Systematic identification of secondary metabolite structures in Arabidopsis and biomass crops

A main bottleneck in our gene discovery studies is that the identity of most metabolites is unknown. We can only understand the response to pathway perturbations, when we know the identity of the differentially accumulating compounds, e.g. in reverse genetics studies where we aim at identifying the substrate for an enzyme. To identify the structures of specialized metabolites in Arabidopsis, maize and poplar, the focal species in our reverse genetic analyses, we use the LCMS-based Candidate Substrate Product Pairs (CSPP) algorithm that was developed in our team and that is used to characterize unknown compounds (Morreel et al., 2014; Desmet et al., 2020; 2021). The algorithm searches for peak pairs that differ by a mass that corresponds to an enzymatic reaction. If this search is performed for all peaks in a chromatogram, and for the most prominent reactions that take place in metabolism, self-propagating networks are generated where each node is a metabolite and each edge a metabolic conversion. At the same time, the algorithm also predicts tentative biosynthetic pathways. In the ERC project ‘POPMET; Large-scale identification of secondary metabolites, their biosynthetic pathways and their genes in the model tree poplar’, we integrate mass spectrometry, systems biology, GWAS and reverse genetics to identify new genes in specialized metabolic pathways in poplar (see below).

Our expertise in metabolite profiling of secondary metabolites has allowed establishing the VIB Metabolomics Core facility (https://corefacilities.vib.be/metabcore).

CSPP network of metabolites from maize (Desmet et al., 2021).

________

### [AIM OF THE TASK]
Answer these about the page on metabolite identification:
(a) Which species are the focal species in the team's reverse genetic analyses?
(b) What does the CSPP algorithm search for?
(c) Which facility did the team's metabolite profiling expertise make it possible to establish?

[Natural language descriptions of regions]

________

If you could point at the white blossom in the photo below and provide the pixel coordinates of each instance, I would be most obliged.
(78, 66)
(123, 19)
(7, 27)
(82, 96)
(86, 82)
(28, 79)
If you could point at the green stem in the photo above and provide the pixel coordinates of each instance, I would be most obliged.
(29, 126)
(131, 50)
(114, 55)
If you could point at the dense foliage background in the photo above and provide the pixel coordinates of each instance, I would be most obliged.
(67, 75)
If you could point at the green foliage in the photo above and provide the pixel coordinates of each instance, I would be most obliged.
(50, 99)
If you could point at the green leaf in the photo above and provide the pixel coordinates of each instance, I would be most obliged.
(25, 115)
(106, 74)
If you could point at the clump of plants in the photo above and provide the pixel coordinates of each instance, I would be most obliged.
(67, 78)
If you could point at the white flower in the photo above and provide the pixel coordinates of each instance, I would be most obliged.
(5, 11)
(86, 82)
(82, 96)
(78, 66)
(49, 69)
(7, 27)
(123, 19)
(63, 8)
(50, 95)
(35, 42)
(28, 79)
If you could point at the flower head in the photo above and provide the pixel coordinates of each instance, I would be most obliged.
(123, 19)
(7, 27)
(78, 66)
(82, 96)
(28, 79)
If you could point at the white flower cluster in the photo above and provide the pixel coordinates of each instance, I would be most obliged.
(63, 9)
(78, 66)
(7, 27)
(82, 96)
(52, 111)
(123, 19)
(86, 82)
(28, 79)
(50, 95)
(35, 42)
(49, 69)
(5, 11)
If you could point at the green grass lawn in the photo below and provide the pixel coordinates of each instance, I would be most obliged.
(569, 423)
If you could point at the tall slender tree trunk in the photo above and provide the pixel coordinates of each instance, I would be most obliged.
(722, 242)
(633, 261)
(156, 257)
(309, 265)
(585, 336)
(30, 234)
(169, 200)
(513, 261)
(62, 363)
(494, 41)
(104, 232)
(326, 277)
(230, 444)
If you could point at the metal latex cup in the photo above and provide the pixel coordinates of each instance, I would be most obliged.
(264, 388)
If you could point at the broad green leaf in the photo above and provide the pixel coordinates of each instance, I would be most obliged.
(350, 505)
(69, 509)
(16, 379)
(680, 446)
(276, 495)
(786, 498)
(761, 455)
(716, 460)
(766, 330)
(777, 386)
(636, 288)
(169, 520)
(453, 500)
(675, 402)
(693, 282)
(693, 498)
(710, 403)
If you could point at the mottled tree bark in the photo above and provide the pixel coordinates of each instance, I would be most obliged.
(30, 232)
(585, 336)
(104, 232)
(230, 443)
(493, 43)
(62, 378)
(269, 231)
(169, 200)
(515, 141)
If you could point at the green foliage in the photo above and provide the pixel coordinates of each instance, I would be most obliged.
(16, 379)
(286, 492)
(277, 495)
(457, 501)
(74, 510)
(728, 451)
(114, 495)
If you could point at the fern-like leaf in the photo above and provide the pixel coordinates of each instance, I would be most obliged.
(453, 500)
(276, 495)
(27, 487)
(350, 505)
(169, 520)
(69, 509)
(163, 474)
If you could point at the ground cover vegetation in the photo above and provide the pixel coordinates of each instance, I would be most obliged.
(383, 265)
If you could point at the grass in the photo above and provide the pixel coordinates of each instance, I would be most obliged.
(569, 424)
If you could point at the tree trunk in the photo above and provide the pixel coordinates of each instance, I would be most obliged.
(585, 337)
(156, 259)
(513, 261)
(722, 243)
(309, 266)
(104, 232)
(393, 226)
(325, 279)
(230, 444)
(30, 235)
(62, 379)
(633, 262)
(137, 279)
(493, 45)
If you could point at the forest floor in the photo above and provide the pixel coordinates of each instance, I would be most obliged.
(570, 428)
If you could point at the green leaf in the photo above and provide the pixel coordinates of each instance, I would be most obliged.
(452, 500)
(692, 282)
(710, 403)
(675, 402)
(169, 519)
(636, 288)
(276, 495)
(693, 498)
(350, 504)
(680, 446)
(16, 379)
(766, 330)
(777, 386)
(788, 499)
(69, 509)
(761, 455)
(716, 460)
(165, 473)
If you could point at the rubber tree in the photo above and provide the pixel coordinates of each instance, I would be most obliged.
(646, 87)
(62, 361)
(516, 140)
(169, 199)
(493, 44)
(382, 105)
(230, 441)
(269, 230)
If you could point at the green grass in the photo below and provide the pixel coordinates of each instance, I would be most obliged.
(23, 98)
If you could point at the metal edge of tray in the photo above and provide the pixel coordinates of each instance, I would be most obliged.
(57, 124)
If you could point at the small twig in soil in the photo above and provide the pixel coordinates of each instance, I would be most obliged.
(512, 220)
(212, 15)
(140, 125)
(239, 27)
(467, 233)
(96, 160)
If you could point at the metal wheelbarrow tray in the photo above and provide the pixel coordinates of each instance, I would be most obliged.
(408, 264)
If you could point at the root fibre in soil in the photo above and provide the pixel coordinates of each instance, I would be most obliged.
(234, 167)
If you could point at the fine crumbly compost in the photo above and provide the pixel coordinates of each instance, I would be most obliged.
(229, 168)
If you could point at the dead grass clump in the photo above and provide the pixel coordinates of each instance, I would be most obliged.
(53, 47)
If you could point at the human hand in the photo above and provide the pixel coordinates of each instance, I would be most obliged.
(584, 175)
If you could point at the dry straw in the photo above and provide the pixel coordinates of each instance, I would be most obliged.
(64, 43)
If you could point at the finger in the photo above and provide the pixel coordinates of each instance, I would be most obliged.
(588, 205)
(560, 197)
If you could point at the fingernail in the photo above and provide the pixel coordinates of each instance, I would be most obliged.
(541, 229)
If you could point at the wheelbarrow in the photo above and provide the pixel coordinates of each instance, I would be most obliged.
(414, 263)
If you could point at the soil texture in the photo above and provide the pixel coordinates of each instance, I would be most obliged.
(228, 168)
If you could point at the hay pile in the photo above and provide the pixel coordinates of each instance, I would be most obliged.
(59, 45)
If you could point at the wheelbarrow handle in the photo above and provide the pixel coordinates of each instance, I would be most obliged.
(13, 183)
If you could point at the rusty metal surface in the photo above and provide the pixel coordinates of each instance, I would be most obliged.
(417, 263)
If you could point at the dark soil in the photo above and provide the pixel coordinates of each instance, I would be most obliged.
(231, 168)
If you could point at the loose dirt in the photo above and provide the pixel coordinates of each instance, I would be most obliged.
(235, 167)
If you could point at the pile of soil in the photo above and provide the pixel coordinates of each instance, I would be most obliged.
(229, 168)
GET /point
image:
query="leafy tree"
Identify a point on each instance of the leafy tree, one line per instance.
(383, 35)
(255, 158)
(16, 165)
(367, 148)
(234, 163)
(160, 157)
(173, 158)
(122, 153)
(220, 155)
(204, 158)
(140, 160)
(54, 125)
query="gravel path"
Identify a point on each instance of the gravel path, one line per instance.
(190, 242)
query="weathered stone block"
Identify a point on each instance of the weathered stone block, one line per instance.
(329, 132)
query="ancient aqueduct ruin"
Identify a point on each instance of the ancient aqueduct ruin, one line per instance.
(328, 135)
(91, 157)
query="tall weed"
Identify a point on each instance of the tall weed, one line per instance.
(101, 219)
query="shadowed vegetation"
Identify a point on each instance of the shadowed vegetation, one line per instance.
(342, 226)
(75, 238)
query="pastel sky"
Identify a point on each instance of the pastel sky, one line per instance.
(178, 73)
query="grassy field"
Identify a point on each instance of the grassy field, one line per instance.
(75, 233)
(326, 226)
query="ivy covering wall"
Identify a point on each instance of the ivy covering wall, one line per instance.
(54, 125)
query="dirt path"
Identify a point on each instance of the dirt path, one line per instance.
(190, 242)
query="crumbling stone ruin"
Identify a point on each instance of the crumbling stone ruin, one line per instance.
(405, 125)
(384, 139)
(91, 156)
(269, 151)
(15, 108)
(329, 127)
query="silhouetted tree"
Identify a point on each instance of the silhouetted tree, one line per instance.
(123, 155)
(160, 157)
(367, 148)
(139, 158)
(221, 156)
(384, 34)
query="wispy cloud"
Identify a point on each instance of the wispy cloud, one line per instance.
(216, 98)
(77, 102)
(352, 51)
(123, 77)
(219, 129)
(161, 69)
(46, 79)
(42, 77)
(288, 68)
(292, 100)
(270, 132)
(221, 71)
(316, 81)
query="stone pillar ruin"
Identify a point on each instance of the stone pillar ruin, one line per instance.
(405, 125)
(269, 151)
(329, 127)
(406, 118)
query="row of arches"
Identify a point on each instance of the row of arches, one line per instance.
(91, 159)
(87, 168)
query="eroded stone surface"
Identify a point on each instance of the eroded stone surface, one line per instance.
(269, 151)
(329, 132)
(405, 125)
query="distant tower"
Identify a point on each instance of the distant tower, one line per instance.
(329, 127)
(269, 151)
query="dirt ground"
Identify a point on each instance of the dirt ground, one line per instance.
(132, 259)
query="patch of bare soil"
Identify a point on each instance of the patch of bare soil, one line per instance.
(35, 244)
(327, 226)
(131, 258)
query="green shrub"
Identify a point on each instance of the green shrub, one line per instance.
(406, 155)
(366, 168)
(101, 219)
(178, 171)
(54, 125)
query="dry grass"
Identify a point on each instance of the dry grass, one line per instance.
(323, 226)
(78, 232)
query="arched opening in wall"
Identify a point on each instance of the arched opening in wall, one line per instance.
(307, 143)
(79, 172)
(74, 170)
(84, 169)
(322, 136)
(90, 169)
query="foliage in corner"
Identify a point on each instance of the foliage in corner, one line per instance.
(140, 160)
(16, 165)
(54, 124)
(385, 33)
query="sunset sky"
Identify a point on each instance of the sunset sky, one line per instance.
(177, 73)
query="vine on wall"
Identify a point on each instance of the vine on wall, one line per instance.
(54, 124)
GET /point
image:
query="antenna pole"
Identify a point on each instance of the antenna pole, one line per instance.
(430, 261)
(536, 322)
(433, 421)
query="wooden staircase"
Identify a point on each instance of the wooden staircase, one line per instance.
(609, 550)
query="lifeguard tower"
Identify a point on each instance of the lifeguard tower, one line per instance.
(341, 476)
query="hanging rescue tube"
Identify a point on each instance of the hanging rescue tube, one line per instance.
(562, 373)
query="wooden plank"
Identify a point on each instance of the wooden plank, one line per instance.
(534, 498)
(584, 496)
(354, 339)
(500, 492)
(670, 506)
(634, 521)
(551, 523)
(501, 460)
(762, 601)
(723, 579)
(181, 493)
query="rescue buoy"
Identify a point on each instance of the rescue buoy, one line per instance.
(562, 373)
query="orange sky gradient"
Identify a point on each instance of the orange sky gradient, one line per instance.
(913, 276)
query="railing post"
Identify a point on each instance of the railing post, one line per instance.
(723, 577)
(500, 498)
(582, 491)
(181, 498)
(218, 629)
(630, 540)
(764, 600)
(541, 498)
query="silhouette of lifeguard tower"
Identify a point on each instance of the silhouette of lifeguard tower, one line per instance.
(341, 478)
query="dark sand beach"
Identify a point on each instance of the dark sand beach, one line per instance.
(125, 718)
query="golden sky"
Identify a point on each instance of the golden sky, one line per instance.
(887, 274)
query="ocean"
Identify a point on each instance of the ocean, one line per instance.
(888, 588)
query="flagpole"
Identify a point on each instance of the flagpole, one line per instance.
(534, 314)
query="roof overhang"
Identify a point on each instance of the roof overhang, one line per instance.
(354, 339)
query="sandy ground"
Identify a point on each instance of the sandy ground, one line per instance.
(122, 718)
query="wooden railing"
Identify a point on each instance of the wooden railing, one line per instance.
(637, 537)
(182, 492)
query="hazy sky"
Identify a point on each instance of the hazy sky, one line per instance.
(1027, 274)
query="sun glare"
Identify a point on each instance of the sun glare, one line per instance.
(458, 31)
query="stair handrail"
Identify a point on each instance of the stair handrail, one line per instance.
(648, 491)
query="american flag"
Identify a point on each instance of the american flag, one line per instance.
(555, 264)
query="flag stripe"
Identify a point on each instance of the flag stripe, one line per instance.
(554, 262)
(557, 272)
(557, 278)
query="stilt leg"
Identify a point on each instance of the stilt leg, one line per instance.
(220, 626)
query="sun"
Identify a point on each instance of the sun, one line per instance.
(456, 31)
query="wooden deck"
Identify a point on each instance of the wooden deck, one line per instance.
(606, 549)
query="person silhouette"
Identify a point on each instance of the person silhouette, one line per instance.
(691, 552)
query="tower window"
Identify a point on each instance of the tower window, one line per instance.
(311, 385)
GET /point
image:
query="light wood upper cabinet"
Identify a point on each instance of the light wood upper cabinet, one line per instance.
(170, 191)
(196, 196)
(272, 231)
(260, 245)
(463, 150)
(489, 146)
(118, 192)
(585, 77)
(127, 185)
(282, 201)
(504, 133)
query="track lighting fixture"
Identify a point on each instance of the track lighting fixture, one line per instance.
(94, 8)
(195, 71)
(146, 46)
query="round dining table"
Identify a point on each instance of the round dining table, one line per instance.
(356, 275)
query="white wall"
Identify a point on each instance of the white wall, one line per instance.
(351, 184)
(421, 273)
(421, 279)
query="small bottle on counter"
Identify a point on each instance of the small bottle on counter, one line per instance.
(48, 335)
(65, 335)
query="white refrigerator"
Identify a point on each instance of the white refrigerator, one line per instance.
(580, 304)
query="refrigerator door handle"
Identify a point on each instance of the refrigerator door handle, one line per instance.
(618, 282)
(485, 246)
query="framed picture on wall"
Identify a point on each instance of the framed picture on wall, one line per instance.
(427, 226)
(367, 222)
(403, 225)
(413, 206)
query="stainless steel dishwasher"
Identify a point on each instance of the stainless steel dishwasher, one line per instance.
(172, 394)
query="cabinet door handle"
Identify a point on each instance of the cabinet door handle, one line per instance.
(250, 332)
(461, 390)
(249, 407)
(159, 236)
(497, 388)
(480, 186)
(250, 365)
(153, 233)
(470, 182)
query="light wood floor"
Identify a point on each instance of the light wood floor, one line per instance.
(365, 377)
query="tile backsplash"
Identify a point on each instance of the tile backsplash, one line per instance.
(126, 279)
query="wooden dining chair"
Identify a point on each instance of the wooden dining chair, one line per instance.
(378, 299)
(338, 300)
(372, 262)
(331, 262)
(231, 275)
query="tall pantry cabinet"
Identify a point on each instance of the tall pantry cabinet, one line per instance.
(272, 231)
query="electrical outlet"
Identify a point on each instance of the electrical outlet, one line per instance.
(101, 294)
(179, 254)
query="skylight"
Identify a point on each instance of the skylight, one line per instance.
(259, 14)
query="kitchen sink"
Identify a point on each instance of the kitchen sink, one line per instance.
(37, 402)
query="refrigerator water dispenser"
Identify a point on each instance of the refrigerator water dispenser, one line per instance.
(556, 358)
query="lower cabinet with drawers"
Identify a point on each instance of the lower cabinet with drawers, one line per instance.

________

### [RESPONSE]
(a) Arabidopsis, maize and poplar.
(b) Peak pairs that differ by a mass that corresponds to an enzymatic reaction.
(c) The VIB Metabolomics Core facility.